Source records
┌──

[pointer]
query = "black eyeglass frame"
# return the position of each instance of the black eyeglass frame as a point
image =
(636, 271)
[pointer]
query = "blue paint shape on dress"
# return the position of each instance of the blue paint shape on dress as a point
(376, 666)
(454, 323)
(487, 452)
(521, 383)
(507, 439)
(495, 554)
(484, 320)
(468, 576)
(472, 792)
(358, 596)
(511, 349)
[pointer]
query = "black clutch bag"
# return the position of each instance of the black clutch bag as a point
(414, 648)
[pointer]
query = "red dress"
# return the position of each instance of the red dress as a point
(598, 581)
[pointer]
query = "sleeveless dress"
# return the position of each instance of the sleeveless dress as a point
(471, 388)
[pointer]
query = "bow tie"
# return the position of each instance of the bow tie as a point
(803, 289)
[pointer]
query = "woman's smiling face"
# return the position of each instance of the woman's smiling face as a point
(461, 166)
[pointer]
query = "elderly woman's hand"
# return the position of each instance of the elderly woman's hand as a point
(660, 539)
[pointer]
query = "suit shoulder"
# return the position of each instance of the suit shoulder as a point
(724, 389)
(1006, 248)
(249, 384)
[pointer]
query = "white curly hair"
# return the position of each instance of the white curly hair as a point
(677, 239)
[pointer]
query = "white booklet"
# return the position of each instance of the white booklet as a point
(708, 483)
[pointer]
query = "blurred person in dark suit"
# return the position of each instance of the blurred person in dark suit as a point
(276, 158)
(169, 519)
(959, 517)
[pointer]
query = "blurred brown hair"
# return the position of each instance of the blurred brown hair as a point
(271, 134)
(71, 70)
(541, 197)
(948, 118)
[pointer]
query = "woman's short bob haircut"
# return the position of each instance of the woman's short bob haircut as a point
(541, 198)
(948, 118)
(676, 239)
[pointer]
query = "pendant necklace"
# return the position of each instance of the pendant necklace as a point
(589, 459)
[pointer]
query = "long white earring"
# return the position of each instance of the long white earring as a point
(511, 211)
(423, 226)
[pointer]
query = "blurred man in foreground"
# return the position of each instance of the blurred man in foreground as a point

└──

What you have to do
Give the records above again, word for word.

Correct output
[pointer]
query = "black eyeglass frame"
# return the position of each instance of the black eyeglass frame as a point
image =
(636, 271)
[pointer]
query = "blue paint shape on dress"
# return the position of each instance of the blue paint shape on dress as a point
(376, 666)
(454, 323)
(487, 452)
(521, 383)
(507, 439)
(495, 554)
(484, 320)
(468, 576)
(472, 792)
(358, 596)
(511, 349)
[pointer]
query = "black clutch bag"
# return the position of each instance of the black clutch bag as a point
(414, 648)
[pointer]
query = "red dress"
# return the position of each instance of the red dress as a point
(598, 581)
[pointer]
query = "sleeveless dress"
# return the position of each instance of the sleeveless dress as a point
(471, 388)
[pointer]
query = "bow tie"
# return the position of each instance of the bow tie as a point
(803, 289)
[pointer]
query = "woman's smiling face"
# return the position of each instance of the woman's smiling face as a point
(461, 166)
[pointer]
query = "elderly woman's hand"
# return the position of each instance of the elderly woman's hand as a point
(660, 539)
[pointer]
query = "suit shoulder"
# return the position of each instance of the suit shoulder as a point
(724, 389)
(1006, 248)
(249, 384)
[pointer]
query = "white curly hair"
# return the position of each instance of the white curly hair as a point
(677, 239)
[pointer]
query = "white booklet"
# return the position of each instance of the white booklet as a point
(708, 483)
[pointer]
query = "blurred person in dark suit"
# return the position of each instance of the blurred person in dark suit as a point
(276, 158)
(169, 519)
(959, 517)
[pointer]
query = "blurred brown hair"
# return the position of each instance of the blurred brown hair as a point
(271, 134)
(71, 70)
(541, 197)
(948, 118)
[pointer]
query = "woman's short bob haircut"
# return the position of each instance of the woman's short bob haircut as a point
(541, 198)
(948, 118)
(676, 239)
[pointer]
query = "pendant necklace"
# return the position of each instance of the pendant necklace as a point
(589, 459)
[pointer]
query = "long white earring"
# return the position of each instance of the long white earring as a point
(511, 211)
(423, 226)
[pointer]
query = "blurred man in foreground"
# return the position of each instance of the blurred man in foreground as a point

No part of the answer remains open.